* _Texte_
>>>

Le mot hébreu kelê chîr (Amos 6.5) signifie littéralement « ustensiles pour le chant », ce qui marque leur rôle essentiel d’accompagnement. S’il n’est pas possible de classer les instruments par ordre d’ancienneté, on en distingue trois familles :

1. Les instruments à vent, qui soulignent la mélodie

  1. L’ancienne corne de vache ou de bélier, hébreu chôfar, a été fabriquée plus tard en bois et en métal (cor, trompe ou trompette, grec salpigx). Cet instrument a été destiné d’abord à des signaux et convocations (Exode 19.16 ; Exode 19.19 ; Lévitique 25.9, etc.) ; Paul en tire une leçon morale de netteté dans le témoignage chrétien (1 Corinthiens 14.8). Mais ces instruments ont servi aussi au culte israélite (Psaumes 98.6 ; Psaumes 150.3) ; l’historien juif Josèphe — qui ne craint pas les chiffres amplifiés — dit qu’il y en avait un choix de 200 000 au Temple de Jérusalem. L’Apocalypse (Apocalypse 8.2 et suivants) fait entendre des trompettes au jugement dernier (cf. 1 Thessaloniciens 4.16 ; 1 Corinthiens 15.52). Voir aussi le Dies iroe du Moyen âge avec le tuba mirum du Requiem catholique ; Saint Paul, de F. Mendelssohn, № 16, annonçant la venue de l’Époux ; le Requiem protestant de Brahms, VI, annonçant la résurrection des justes.
  2. L’ancienne flûte de roseau, hébreu khâlil (Ésaïe 30.29), appelée primitivement ougâb = chalumeau (Genèse 4.21) ; elle a plus tard été fabriquée en bois, os ou métal ; Marot a dit « hautbois » (Psaume 150, strophe 2). Et comme dans Psaumes 150.4 les LXX disaient organon, Marot a mis « Orgues, musette et bourdon », ce qui est plus pittoresque que le texte des Psaumes et Cantique, de Paris, 1895, strophe 2. Dans Daniel 3.5, la sambuque est rendue (LXX) par sumphônia, ce qui pourrait être notre cornemuse. L’hébreu makhalath (Psaumes 53.1 ; Psaumes 88.1) n’a jamais signifié « flûte » ; il s’agit peut-être d’un air à danser, comme dans Matthieu 11.17 ; la Version Synodale traduit : « sur un mode triste ». Jusqu’au temps de Clément d’Alexandrie (190 après Jésus-Christ), la vraie flûte a été employée ici et là dans les agapes chrétiennes, puis elle a cédé la place aux harpes.

<<<

* _Objectifs_
#1 Résumez en deux phrases le texte ci-dessus sur les instruments de musique bibliques.
#2 Rédigez la suite du texte ci-dessus sur les instruments de musique bibliques, en reprenant après sa dernière phrase.

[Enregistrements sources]
>>>

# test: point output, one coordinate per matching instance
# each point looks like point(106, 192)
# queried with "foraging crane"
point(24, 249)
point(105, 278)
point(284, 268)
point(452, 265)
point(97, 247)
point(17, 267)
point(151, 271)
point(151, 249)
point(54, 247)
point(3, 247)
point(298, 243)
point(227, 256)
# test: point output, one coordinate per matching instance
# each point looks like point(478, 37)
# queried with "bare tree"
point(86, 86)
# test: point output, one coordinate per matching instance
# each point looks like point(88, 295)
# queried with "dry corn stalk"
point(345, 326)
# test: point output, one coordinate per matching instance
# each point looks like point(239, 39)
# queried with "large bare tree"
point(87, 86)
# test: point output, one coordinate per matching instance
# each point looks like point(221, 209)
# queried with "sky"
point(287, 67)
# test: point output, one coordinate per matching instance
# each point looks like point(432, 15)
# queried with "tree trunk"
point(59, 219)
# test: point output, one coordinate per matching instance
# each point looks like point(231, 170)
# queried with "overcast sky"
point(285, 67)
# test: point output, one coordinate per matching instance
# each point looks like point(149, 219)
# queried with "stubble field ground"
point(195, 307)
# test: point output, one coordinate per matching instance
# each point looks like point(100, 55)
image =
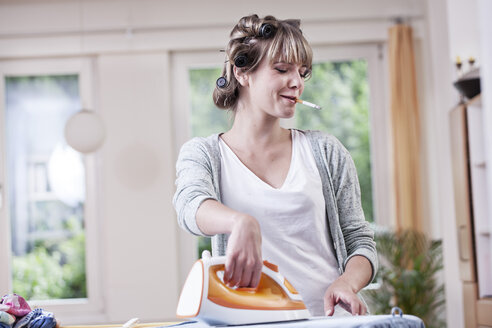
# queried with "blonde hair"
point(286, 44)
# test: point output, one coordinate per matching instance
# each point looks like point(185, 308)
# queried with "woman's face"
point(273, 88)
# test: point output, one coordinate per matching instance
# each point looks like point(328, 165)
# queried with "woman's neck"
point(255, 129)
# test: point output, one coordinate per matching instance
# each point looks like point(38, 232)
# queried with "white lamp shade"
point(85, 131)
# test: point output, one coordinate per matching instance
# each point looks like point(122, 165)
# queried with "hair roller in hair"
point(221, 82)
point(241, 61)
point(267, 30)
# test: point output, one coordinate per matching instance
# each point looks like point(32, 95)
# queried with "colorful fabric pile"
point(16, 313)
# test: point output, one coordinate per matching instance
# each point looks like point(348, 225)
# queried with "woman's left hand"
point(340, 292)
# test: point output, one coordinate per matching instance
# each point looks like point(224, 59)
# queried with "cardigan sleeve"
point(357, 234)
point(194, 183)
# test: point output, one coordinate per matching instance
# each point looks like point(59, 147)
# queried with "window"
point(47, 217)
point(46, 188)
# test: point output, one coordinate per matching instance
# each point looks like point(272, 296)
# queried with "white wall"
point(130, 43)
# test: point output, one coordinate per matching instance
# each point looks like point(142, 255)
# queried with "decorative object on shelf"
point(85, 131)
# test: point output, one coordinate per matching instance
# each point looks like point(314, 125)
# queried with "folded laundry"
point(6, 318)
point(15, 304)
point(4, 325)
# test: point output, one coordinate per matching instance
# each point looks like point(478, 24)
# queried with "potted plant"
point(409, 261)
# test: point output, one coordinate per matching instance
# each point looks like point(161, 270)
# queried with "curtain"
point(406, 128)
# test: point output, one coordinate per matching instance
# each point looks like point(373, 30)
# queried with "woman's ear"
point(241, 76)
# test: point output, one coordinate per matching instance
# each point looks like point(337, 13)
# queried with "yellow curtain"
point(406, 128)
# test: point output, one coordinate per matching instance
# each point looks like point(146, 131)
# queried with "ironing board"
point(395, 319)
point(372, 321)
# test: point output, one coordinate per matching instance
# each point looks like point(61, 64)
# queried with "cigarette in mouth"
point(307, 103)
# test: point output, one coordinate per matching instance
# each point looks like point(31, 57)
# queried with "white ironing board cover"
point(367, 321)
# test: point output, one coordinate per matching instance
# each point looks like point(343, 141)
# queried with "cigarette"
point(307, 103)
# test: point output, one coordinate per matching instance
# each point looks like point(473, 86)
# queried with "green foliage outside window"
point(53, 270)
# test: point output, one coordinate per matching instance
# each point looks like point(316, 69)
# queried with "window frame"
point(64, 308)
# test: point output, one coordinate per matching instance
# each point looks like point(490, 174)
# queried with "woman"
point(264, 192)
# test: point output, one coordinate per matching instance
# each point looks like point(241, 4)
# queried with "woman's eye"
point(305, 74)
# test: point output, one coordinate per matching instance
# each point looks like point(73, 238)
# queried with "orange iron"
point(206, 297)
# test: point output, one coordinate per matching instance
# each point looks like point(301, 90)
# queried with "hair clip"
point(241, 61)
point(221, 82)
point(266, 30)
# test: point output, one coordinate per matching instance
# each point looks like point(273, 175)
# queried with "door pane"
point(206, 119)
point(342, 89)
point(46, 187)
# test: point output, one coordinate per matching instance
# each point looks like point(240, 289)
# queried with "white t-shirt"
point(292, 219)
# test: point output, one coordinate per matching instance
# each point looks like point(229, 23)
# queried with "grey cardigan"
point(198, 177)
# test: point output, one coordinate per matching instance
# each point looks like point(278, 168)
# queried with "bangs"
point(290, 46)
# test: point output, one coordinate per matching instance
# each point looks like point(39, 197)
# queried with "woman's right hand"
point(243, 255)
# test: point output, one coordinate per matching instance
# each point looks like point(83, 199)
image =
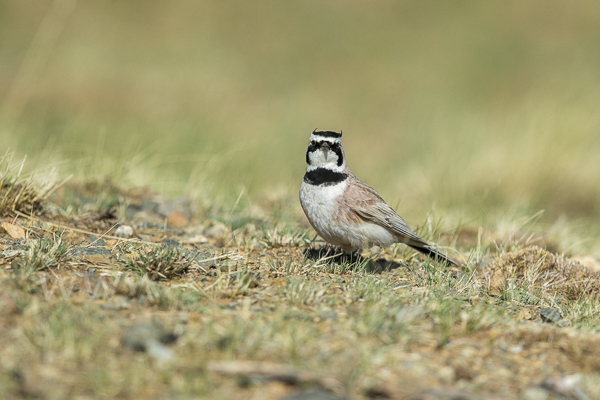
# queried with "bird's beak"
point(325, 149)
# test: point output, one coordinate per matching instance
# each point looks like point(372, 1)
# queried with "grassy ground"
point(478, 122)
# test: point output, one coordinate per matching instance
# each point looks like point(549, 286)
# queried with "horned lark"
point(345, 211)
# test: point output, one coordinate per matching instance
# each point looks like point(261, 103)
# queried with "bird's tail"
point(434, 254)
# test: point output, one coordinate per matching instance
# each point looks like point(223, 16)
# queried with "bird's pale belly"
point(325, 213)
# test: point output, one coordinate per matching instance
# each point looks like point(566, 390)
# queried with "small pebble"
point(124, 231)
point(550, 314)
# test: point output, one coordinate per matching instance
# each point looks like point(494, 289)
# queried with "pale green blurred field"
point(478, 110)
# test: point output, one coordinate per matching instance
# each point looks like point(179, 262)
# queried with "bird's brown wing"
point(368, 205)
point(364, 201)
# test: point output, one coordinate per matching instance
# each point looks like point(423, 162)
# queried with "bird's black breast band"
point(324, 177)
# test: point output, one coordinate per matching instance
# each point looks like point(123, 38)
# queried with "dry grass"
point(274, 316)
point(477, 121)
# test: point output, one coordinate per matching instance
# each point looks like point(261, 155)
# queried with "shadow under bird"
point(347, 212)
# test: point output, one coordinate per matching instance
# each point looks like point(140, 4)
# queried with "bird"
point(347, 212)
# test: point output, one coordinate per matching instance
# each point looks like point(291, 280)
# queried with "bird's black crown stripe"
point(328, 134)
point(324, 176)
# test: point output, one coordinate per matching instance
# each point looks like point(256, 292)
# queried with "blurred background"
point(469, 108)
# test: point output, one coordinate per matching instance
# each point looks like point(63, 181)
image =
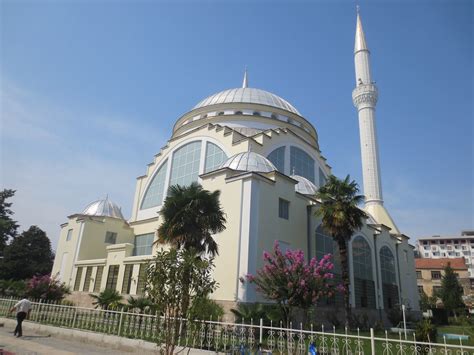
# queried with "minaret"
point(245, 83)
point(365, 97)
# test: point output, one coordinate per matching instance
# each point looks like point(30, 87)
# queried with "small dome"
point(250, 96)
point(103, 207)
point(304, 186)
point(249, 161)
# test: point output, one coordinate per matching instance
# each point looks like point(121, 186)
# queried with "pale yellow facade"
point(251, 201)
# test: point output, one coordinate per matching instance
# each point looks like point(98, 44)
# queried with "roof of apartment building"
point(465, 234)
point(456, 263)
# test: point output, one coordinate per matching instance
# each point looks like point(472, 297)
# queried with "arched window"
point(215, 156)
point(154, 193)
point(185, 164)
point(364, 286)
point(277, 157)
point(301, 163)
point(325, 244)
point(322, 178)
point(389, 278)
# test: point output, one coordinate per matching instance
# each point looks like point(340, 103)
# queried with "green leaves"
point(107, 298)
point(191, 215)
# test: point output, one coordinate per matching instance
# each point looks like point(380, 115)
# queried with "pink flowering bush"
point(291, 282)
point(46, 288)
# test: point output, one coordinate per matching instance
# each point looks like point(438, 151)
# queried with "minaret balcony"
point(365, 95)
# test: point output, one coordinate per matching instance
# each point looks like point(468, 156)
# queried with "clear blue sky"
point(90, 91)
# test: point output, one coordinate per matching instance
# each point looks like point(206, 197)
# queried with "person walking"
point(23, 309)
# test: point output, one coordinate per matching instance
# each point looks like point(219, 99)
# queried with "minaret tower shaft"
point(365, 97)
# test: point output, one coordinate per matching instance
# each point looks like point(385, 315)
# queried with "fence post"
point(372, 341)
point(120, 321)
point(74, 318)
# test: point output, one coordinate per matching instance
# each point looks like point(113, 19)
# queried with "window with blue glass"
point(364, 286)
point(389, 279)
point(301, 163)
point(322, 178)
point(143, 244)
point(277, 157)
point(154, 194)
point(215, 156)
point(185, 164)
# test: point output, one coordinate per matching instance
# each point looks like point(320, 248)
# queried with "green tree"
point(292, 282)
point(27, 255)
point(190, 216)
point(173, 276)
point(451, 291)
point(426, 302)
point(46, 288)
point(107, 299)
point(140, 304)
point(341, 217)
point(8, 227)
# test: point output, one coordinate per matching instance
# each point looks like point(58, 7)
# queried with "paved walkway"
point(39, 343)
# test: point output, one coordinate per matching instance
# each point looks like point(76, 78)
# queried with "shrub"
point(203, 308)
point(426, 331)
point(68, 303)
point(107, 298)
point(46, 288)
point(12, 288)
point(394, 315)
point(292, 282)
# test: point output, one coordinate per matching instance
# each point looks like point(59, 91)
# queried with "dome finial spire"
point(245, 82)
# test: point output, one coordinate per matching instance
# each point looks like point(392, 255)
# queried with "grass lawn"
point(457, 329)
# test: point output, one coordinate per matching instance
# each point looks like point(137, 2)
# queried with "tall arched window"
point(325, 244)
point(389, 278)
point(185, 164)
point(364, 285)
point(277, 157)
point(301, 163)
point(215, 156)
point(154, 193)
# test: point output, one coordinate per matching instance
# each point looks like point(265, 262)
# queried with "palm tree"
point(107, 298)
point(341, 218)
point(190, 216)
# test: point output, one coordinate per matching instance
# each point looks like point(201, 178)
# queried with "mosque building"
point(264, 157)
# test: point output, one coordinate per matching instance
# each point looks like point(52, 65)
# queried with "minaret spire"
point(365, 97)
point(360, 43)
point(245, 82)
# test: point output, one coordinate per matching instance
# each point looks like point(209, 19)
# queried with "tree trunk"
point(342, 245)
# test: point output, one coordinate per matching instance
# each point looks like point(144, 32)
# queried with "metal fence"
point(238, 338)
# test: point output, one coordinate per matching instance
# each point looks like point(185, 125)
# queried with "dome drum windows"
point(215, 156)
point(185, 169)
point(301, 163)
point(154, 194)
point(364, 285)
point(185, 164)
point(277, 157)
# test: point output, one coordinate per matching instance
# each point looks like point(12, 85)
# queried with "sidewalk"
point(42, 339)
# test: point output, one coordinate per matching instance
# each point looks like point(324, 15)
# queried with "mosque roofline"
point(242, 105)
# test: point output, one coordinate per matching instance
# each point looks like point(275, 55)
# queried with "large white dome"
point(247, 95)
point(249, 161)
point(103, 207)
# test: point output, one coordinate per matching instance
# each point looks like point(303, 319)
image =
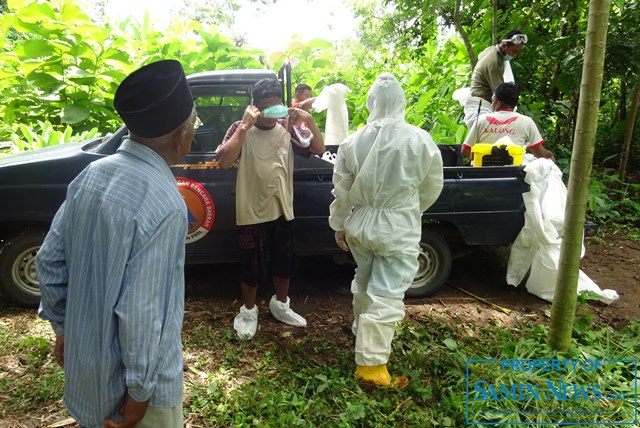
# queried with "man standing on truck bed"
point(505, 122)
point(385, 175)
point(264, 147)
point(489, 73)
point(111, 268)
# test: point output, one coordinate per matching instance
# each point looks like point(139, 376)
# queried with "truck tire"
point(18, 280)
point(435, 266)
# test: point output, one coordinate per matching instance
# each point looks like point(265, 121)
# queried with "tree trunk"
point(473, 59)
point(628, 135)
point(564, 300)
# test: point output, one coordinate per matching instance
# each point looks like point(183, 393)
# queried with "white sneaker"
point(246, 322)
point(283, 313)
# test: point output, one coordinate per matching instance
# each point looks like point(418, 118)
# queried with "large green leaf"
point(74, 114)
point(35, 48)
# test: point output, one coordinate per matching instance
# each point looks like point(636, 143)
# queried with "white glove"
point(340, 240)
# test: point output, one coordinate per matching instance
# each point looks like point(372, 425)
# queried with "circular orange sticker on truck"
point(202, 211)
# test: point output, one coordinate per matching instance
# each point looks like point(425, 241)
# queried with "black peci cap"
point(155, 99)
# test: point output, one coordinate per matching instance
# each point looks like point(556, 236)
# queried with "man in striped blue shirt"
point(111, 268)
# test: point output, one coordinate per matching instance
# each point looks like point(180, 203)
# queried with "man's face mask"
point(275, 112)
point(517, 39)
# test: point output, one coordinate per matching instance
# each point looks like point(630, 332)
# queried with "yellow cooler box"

<<<

* _Résultats par consigne_
#1 Le mot hébreu kelê chîr, qui signifie « ustensiles pour le chant », marque le rôle essentiel d'accompagnement des instruments, que l'on répartit en trois familles, dont celle des instruments à vent qui soulignent la mélodie. Parmi ces derniers figurent la corne de vache ou de bélier (chôfar), destinée d'abord aux signaux puis employée aussi dans le culte israélite, et la flûte de roseau (khâlil), en usage dans les agapes chrétiennes jusqu'au temps de Clément d'Alexandrie avant de céder la place aux harpes.

#2
2. Les instruments à percussion, qui servent à marquer le rythme

  1. Le tambourin (thôf), tenu de la main gauche et frappé de la main droite (Psaumes 68.26 ; Psaumes 81.3 ; Psaumes 149.3 ; Psaumes 150.4). Marot a traduit par « tambour », et Sweelinck d’Amsterdam (1562-1621) en a imité le son dans son grand Psaume 150.
  2. Les cymbales (tseltselim ou metsilthaïm), deux plaques (quelques fois deux cônes) de cuivre ou de bronze frappées l’une contre l’autre, donnent un son strident (Psaumes 150.5, cf. 1 Corinthiens 13.1).
  3. Le sistre (mnaanéa), instrument égyptien : anneaux courant sur des tiges de même métal et faisant du bruit (2 Samuel 6.6 et seulement). Josèphe en compte 40 000 au Temple, en or.
  4. Le chàlich (1 Samuel 18.6 seulement) est un instrument à trois… cordes ? barres ? côtés ? c’est incertain. La Version Synodale opte pour la dernière hypothèse et traduit « triangle » ; instrument syrien qui comme le sistre ne paraît pas avoir servi au culte.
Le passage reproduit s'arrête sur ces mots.